**TASKS AND EXERCISES:**
1. Decide whether each statement below agrees with the Dreamfall Chapters review, and support each yes or no with the deciding words from it. (a) The reviewer played through the second of five episodes. (b) Fans waited ten years for the continuation of the saga. (c) Blind Bob is one of the leaders of the resistance group.
2. Please carry on writing the Dreamfall Chapters review from the point where it stops.

**TEXT SEGMENT:**
As part of Gamereactor UK's new policy towards episodic titles, we'll discuss individual episodes as they release but leave a final roundup verdict until the entire season is completed. As a reflection on that, these recaps will also pinpoint the strongest and weakest elements we found in each episode, and as such contain spoilers.
The wait for the continuation of the Dreamfall saga has been a long one. There is no point denying that. Eight years is a long time to sit tight for eager fans, and postponing the next instalment in the series comes with a few risks. Firstly there's the risk that fan interest might simply fade away, or that events and incidents from the previous games have long since been forgotten. Secondly it's a risk that the fans who actually remained faithful to the series through all the years, have such high expectations that the final product could never to live up to their hopes and dreams.
After playing through the second of five episodes, it is apparent that both of these risks are in danger of manifestation. On the one hand I feel that the game is not quite what I had expected, and it does in fact fail to fully live up to my lofty expectations of the long-awaited sequel. At the same time I notice that my memories of the events of the first Dreamfall game are patchy enough that it can be difficult to keep track of how everything is connected.
And yet, despite the sceptic that dwells within me, I refuse to give up on Dreamfall Chapters. Like its predecessors the game has found the sweet spot in the balance between the two worlds, Stark and Arcadia, and this combination of sci-fi and fantasy still manages to maintain my interest. I'm not sure if it's stubbornness, nostalgia, or something more genuine and universal, but the second episode of Dreamfall Chapters shows that the game clearly has bright spots. The brightest of these spots have to do with setting, story and characters.
It's difficult not to appreciate the varied and interesting gallery of characters you meet in Chapters. Like earlier, the series' veterans, Kian Alvane and Zoë Castillo, mostly steal the show, but this time they have to share at least some of the spotlight with supporting characters. It's not all about Zoë, and contrary to the first episode, where he was little more that a glorified extra, Kain is now more than a background character.
He takes on a more central role as part of the resistance, and not unlike a certain resistance movement in a galaxy far, far away, Arcadia's resistance is characterised by a wide range of colourful characters. To make things even more interesting Blind Bob, who we recall as one of the more memorable side-characters from the previous game, is one of the leaders for the rebellious group of misfits.

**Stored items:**
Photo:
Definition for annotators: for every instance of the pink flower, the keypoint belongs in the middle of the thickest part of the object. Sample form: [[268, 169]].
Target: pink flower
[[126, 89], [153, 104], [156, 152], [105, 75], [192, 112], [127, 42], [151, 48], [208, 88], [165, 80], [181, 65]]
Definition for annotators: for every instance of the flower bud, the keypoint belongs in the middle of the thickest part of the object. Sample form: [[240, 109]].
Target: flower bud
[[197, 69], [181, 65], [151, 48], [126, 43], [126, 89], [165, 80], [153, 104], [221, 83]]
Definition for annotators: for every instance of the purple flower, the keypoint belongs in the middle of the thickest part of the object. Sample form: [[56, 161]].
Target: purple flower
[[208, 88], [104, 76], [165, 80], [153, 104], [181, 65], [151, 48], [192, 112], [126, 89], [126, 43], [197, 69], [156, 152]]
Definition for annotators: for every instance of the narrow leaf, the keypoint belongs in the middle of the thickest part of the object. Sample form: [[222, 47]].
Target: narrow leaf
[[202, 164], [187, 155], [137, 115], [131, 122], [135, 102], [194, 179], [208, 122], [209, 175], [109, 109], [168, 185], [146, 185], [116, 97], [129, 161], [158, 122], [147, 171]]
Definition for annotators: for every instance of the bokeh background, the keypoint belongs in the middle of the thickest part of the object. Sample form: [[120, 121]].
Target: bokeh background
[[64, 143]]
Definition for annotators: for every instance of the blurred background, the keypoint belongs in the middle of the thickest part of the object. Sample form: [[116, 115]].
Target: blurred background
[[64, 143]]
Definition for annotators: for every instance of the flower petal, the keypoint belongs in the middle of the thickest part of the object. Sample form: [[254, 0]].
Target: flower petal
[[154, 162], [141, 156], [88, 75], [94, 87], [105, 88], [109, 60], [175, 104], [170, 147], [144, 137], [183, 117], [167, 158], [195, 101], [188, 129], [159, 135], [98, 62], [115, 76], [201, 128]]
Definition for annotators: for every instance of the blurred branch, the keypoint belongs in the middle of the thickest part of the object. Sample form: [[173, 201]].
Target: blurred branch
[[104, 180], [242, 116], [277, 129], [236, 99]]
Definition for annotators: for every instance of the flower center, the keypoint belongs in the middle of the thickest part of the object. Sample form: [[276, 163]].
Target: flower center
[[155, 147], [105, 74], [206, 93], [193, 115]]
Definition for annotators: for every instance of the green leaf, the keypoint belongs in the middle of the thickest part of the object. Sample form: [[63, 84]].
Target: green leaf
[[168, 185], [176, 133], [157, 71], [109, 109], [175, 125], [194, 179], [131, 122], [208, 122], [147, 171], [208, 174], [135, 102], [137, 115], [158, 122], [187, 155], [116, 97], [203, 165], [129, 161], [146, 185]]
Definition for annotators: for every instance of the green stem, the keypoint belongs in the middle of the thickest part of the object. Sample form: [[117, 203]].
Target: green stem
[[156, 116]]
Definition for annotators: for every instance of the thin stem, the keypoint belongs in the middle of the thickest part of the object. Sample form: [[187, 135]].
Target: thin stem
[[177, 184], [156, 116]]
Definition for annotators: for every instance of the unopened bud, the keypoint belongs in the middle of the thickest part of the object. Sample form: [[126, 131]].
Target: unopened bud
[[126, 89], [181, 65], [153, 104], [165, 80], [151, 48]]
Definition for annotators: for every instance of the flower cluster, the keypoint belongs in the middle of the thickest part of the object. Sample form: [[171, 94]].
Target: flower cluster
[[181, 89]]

**WRITTEN RESPONSES:**
1.
(a) Yes: "After playing through the second of five episodes"
(b) No: "Eight years is a long time to sit tight for eager fans"
(c) Yes: "is one of the leaders for the rebellious group of misfits"

2.
He really livens up the atmosphere, adding odd dialogue, strange situations and other absurdities linked to his good name and stature. These situations occur when you least expect them, and mostly while you are controlling Kain, not Zoë. That in it self is funny, as Kain unmistakably is the more melancholic of the two. He's nothing like Blind Bob, that's for sure.
In terms of progression through the episodes, the second book requires you to use your brain more than the first one. Some of the challenges, particularly one in Zoë's section forces you to keep your eyes open for details, and you're rewarded for trying out various solutions. It's all about experimentation, and I was pleased to discover that Book Two offers more of a challenge. That bodes well for the future episodes.
That being said, there's a lot backtracking here. A lot! You're moving back and forth through the same areas countless times, and neither Kian nor Zoë seem to be in much of a hurry. They refuse to move any faster that light jogging, and that gets old pretty fast. Much of the game requires you to move around as you're solving puzzles or looking for clues, and I would have appreciated a swifter pace.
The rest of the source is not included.